→ Selected passage:
--------------------
# Re-introducing cagemate ?



## ilymorgannn (May 7, 2012)

When I adopted Helena, we didn't know she was pregnant. I acclimated her to her cagemate Hope and they got along great after about a week of having their cages side by side, switching them, neutral territory, etc. However when Helena unexpectedly gave birth, I put Hope in a separate cage, as that's what I was advised to do. My question is, when can they both be back in the same cage ? I don't want anything to go wrong. The babies are over a week old now. And Hope is getting lonely without her buddy. The babies won't be adopted out until they are 5-6 weeks of age, and I will be keeping 2 girls. I feel guilty having Hope living alone for that long.

Sorry for the novel, any advice/input ?


----------



## HelloClarice (Feb 1, 2012)

I think its adviced to let Helena out for a little while [half hour?] to have some relax time w/out the bubs maybe you can let her and Hope play for a little when she is out and see how it goes =]


----------



## ilymorgannn (May 7, 2012)

HelloClarice, when I clean Helena's cage I do take her out and put her in with Hope. However she's so upset about being removed from her babies that she tries everything in her power to get back into the cage with her babies !
--------------------
→ Entries provided:
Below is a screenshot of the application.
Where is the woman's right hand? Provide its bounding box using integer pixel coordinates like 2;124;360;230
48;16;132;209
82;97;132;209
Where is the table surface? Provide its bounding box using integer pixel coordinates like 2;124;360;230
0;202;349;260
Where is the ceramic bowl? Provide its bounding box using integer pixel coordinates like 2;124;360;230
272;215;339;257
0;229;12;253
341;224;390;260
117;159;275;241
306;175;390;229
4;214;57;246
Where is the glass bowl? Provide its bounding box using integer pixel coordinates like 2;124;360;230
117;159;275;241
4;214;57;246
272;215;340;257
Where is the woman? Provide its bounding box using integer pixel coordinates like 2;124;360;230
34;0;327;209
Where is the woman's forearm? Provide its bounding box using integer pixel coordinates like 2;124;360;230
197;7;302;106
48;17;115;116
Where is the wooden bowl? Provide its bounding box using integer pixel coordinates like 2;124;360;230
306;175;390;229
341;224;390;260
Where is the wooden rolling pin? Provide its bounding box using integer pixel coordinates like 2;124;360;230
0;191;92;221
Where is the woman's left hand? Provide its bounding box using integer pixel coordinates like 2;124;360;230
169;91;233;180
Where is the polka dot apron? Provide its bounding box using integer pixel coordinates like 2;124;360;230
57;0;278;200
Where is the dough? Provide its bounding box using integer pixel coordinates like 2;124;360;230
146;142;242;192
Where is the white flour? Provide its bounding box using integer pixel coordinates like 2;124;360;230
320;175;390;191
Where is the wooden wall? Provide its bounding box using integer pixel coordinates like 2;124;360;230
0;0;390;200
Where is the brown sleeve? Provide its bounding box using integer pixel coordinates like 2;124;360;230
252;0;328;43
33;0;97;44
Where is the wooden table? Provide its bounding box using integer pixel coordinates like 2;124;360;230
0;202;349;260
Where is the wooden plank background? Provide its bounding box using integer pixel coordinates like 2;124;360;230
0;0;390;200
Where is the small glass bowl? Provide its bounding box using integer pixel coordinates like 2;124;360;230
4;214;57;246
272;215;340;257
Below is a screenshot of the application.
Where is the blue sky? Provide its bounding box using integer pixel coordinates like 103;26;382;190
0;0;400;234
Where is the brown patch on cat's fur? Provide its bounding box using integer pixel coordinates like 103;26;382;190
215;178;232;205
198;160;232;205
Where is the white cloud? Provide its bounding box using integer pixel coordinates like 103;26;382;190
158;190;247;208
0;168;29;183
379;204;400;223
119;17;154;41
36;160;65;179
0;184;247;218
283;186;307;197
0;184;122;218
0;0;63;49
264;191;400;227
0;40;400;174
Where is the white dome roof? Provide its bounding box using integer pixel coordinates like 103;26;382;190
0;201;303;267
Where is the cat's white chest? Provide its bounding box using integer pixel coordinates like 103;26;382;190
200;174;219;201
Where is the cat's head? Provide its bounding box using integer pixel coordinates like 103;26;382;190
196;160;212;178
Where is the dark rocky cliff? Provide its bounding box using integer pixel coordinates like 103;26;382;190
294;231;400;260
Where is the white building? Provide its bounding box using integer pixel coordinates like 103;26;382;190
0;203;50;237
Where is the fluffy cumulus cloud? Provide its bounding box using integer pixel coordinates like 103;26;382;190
--------------------
→ Exercise requirements:
A: Answer these questions using the forum thread about re-introducing a cagemate above, one line per answer, marked the same way.
(i) At what age will the babies be adopted out?
(ii) How many of the babies does the original poster plan to keep?
(iii) What does Helena do when she is put in with Hope during cage cleaning?
B: Resume the forum thread about re-introducing a cagemate from the point where it stops.

→ Answers by task:
A:
(i) At 5-6 weeks of age.
(ii) Two girls.
(iii) She tries everything in her power to get back into the cage with her babies.

B:
----------



## RattyShay (Jun 11, 2012)

What a good mom! I hope mine is this devoted. =^.^=


----------



## Maiden (Mar 9, 2012)

Just to clarify, I have never had to deal with a litter, but I do have an idea so here it is.

It sounds to be like Helena still likes Hope, but she is a very devoted mom. This could cause a problem if she becomes so devoted that she will attack Hope to keep her from the babies. It sounds to me like, if you want to introduce them back together, you might have to see how Hope likes the babies. Hope could do of three things: She could fall for the babies and help Helena care for them, she could care less about the babies, or she could try and hurt them. Try doing a side by side with the babies on the side closest to Hope's cage. Watch to see if Helena moves the babies away from that side of the cage. If she moves them away it is a pretty clear indicator she will not want Hope near her babies.

Also, being side by side she gets to see her friend more, and it could help get Hope used to the smell of the babies. 

See how that goes, I'll be watching the thread for updates ^-^ (and baby pictures are loved)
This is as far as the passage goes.